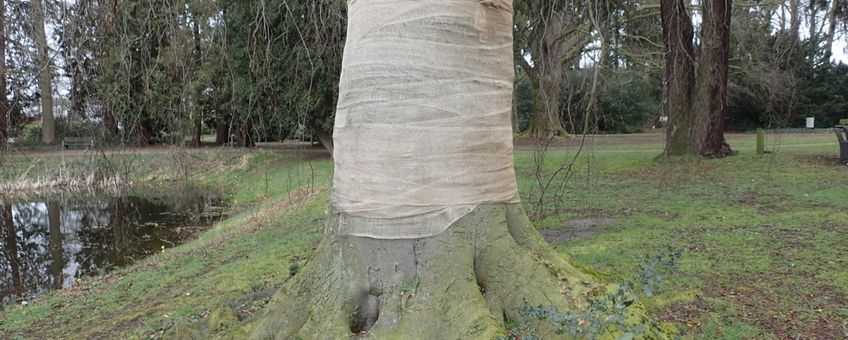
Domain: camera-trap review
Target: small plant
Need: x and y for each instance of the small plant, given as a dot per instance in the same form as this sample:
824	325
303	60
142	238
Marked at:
606	314
655	268
409	288
294	268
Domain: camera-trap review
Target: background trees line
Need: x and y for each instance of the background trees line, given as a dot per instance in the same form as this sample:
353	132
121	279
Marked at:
169	71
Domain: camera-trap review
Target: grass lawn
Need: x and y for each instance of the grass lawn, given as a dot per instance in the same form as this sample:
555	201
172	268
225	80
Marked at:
764	237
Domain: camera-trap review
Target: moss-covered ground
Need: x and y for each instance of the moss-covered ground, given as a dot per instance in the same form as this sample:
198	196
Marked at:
764	237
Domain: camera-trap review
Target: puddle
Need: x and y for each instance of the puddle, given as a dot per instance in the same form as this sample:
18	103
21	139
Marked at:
49	245
577	228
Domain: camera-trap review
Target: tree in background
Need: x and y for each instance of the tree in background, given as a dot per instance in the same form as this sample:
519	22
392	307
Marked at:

> [REQUIRED WORK]
Return every line of the data above verbatim, leaving out the pictures.

> [COMPLETED EXERCISE]
Domain: camera-trap review
Target: small plant
Need: x and y for each instance of the small plant, given as a dot per instance in the same form as this sample:
824	325
303	60
142	238
Marked at:
606	314
655	268
409	288
294	268
Domain: camera-trap review
Target: background trees line
Need: x and y for each instance of the background trees line, given as a dot per instance in the same form as this sample:
353	132
121	279
Marked at:
169	71
Domain: camera-trap review
Target: grass lawn
Need: x and y for each instance of the grass lawn, given as a dot per instance in the same form as this sample:
555	201
172	268
225	80
Marked at:
764	237
Domain: camera-trap review
Target: moss-covered ground
Need: x and y for each instance of the moss-covered ground, given as a dot per instance in the same form as this sample:
198	196
Marked at:
764	237
Domain: camera-trap review
Target: puddle
Need: x and y for each instance of the puddle, given as a dot per instance in the same form as this sample:
18	103
21	139
Marked at:
49	245
577	228
Domain: camera-trap review
Target: tree in background
Need: x and y for each instance of the tree in background, given as a dot per instance in the same form as this sample:
519	22
392	307
Marked at:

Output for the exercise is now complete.